EXTRAIT SOURCE:
La question de la compétition par des nouveaux entrants dans le secteur bancaire est intéressante. A mon sens, il y a trois conditions nécessaires pour l’arrivée de nouveaux entrants dans ce secteur :

1) une rupture technologique : est-ce que des nouveaux entrants tels que Google ou Amazon peuvent "disrupter" le modèle des banques traditionnelles ? Celles-ci se sont adaptées au nouveau modèle de la banque en ligne, elles investissent massivement dans les nouvelles technologies, donc ce n’est pas certain que de nouveaux acteurs, partant de zéro, puissent les dépasser (mais évidemment le potentiel d’innovation d’une firme comme Google est impressionnant et difficilement prévisible).

2) la barrière de la régulation : depuis la crise, la régulation bancaire est devenue plus complexe et exigeante. Les banques ont dû beaucoup travailler et investir pour s’adapter à ce nouvel environnement réglementaire. A mon sens, ça rend plus difficile l’entrée de nouveaux acteurs sur ce secteur.

3) la profitabilité : une autre conséquence du renforcement de la régulation bancaire, c’est l’évolution du rapport risk / reward dans le secteur bancaire : moins de risques, mais moins de profits (même si parler de "quasi-utility" va un peu trop loin à mon sens). Aujourd’hui un ROE de 10% est satisfaisant pour une banque, alors qu’avant la crise 15% était un must. Aujourd’hui, Google et Amazon ont des ROE beaucoup plus élevés (20% et 28% respectivement) : quel intérêt auraient ces entreprises à "envahir" un secteur à ROE structurellement beaucoup plus faible ? Je pense que cela n’arrivera pas, à moins d’une grande rupture technologique. (En revanche, on voit qu’un acteur comme Orange, qui a un ROE de 9%, s’intéresse à l’activité bancaire.)

ACTIONS À MENER:
a) D'après le texte sur la concurrence dans le secteur bancaire, quel ROE était considéré comme un must pour une banque avant la crise ?
b) Résumez en deux phrases le texte sur la concurrence dans le secteur bancaire.

MATÉRIEL FOURNI:
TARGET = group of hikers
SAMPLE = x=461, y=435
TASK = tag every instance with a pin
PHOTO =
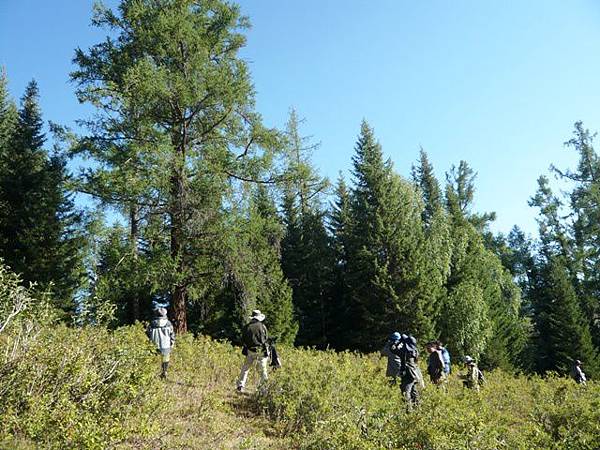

RÉPONSES COMPLÈTES:
a) Un ROE de 15 %.

b) Le texte pose trois conditions nécessaires à l'arrivée de nouveaux entrants dans le secteur bancaire : une rupture technologique, le franchissement de la barrière d'une régulation devenue plus complexe et exigeante depuis la crise, et la profitabilité. Comme les banques traditionnelles investissent massivement dans les nouvelles technologies et que leur ROE est bien plus faible que celui de Google ou d'Amazon, le texte estime que ces entreprises n'entreront pas dans le secteur, sauf grande rupture technologique.